__Problem requirements__
Some lines in the data below hold the string "flower". Report how many, as a bare number.

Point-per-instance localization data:
▶
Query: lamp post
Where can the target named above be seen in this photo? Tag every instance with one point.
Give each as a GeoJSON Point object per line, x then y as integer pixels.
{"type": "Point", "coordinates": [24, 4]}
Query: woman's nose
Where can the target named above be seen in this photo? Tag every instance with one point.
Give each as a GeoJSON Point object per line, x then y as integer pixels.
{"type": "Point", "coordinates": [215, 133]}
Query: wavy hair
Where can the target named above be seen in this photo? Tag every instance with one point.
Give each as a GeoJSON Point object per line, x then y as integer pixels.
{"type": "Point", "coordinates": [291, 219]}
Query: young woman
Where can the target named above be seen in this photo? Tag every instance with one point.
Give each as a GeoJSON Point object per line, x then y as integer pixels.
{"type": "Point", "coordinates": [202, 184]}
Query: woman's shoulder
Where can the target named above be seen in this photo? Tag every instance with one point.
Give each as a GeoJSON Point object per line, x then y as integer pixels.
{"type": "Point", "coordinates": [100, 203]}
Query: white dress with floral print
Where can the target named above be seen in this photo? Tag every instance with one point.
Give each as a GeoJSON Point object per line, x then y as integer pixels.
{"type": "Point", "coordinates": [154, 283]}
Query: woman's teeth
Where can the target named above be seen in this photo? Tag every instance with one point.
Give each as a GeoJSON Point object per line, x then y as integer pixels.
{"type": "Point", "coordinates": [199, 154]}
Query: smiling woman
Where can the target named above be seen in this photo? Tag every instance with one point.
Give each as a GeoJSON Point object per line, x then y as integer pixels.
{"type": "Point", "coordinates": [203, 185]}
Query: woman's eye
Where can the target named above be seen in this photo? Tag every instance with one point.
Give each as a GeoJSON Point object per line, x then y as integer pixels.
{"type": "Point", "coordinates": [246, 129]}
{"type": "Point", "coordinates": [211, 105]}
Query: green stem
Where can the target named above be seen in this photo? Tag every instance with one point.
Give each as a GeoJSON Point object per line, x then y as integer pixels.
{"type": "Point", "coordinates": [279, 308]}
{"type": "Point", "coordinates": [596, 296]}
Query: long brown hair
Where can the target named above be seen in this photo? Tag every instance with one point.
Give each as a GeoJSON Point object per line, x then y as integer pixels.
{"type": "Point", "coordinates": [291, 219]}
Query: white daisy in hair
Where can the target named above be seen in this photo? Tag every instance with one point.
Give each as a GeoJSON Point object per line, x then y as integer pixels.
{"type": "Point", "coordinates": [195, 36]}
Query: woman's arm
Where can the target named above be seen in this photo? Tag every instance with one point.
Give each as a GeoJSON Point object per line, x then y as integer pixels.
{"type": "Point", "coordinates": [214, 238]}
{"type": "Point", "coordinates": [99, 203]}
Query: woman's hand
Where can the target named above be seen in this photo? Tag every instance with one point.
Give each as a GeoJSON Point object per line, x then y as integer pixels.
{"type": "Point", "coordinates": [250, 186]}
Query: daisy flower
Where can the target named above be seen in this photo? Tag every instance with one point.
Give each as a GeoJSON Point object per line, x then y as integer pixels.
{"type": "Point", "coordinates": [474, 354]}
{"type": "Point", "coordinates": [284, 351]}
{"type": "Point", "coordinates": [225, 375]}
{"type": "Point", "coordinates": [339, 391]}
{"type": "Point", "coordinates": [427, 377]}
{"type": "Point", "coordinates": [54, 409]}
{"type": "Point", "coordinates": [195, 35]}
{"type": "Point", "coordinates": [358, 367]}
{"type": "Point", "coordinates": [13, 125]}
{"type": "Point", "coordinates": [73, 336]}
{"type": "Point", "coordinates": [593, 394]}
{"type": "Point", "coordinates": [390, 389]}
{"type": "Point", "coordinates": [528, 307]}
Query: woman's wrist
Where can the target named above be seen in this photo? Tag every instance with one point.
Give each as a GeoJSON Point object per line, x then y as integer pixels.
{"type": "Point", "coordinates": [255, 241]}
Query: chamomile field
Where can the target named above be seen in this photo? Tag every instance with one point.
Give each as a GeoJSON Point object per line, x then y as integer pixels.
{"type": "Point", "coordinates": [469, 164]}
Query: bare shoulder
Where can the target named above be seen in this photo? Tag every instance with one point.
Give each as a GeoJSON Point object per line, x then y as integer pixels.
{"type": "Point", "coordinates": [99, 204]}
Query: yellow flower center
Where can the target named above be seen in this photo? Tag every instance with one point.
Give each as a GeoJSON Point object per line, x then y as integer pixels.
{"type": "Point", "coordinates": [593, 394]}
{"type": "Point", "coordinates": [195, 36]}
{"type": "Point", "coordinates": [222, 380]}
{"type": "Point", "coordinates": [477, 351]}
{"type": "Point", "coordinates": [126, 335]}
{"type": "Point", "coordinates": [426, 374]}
◀
__Output for this task__
2